State how many rows below contain the string "every". Reply with the number alone.

§ **Supplied material**:
════════
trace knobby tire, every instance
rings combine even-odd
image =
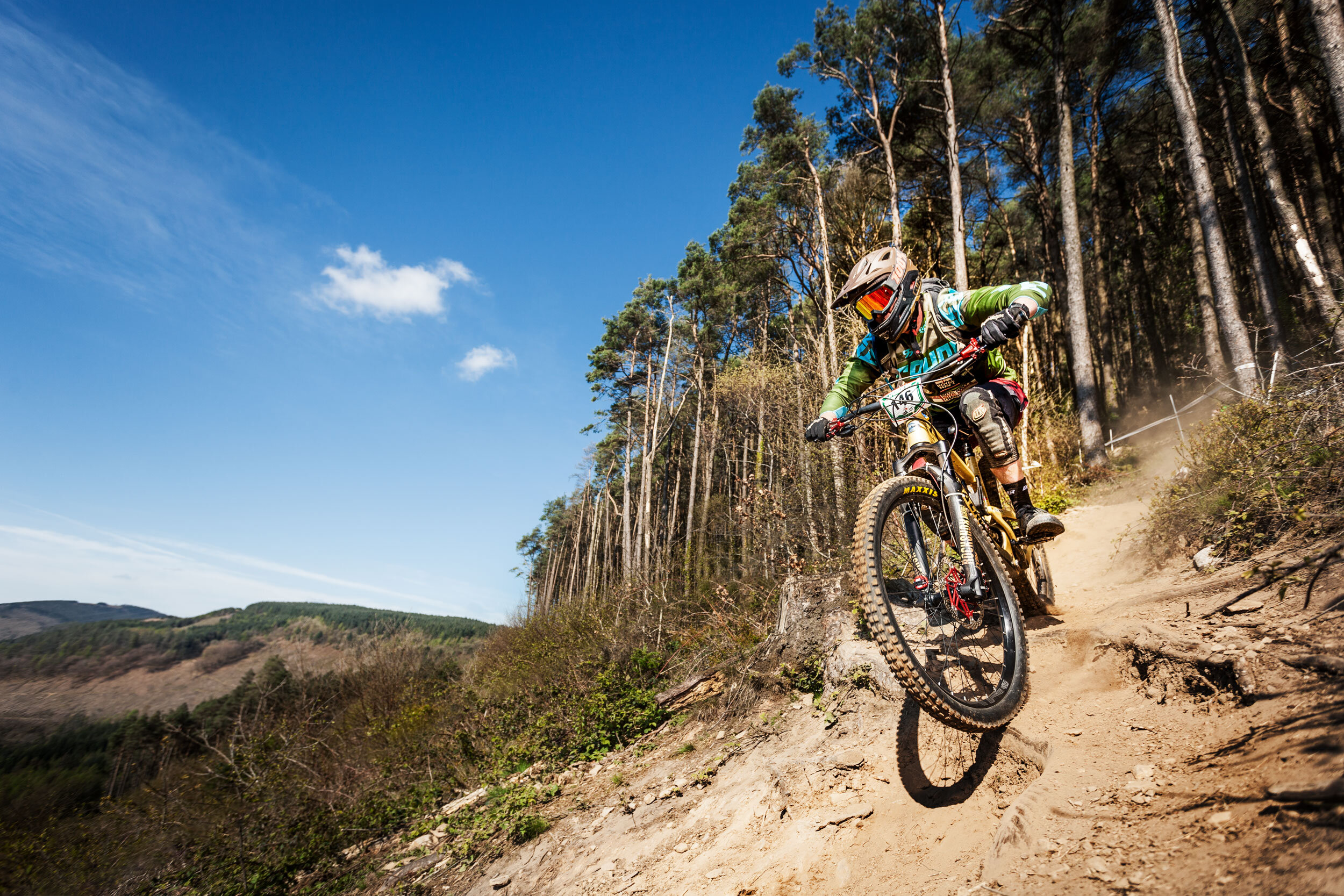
════════
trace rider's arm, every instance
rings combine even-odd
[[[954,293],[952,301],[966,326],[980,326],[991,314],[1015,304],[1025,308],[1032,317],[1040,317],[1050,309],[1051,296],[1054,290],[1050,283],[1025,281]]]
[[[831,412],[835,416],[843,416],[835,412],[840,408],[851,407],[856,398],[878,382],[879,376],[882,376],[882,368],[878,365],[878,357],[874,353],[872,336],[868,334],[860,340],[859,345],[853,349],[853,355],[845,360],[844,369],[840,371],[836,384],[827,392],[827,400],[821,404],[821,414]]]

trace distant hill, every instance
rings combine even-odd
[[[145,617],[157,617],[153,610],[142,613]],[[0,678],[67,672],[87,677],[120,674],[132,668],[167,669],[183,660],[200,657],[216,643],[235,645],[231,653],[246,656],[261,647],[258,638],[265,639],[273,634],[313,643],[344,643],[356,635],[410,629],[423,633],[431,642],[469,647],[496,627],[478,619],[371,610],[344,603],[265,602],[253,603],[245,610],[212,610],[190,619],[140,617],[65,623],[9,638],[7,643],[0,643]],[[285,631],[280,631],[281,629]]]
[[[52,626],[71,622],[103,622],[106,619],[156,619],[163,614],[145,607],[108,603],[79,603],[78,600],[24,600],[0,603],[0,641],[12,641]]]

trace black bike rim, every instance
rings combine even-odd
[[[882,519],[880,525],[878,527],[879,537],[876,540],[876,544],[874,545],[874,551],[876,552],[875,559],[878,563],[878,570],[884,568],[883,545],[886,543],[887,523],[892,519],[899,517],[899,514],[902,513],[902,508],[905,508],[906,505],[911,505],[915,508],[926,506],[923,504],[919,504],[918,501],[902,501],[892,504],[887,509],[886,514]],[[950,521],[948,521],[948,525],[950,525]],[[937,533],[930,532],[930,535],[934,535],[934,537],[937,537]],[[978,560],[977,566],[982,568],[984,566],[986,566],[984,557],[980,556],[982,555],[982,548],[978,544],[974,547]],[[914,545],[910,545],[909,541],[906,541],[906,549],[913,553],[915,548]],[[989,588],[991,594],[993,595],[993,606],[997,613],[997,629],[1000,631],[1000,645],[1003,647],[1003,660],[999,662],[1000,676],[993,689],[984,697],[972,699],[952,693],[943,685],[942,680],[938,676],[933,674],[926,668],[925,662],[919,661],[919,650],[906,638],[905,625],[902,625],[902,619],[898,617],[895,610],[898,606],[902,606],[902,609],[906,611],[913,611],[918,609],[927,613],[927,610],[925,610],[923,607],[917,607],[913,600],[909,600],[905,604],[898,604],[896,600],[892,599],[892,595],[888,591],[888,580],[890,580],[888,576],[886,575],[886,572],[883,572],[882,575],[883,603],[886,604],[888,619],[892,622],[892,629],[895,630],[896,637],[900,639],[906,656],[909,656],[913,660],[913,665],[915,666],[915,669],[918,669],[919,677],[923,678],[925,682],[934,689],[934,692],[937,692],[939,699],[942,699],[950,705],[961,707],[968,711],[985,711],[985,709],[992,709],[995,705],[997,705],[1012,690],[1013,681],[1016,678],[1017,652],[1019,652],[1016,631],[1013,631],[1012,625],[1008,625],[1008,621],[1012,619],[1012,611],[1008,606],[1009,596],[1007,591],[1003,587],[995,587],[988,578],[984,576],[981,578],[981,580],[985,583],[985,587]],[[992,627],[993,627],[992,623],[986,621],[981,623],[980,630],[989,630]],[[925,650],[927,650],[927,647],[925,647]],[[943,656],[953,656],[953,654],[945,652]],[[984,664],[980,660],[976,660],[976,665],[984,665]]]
════════
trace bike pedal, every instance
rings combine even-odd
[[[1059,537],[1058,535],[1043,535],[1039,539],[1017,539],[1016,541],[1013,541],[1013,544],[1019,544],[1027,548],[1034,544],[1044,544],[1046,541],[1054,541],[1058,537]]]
════════
§ **Response to this exercise**:
5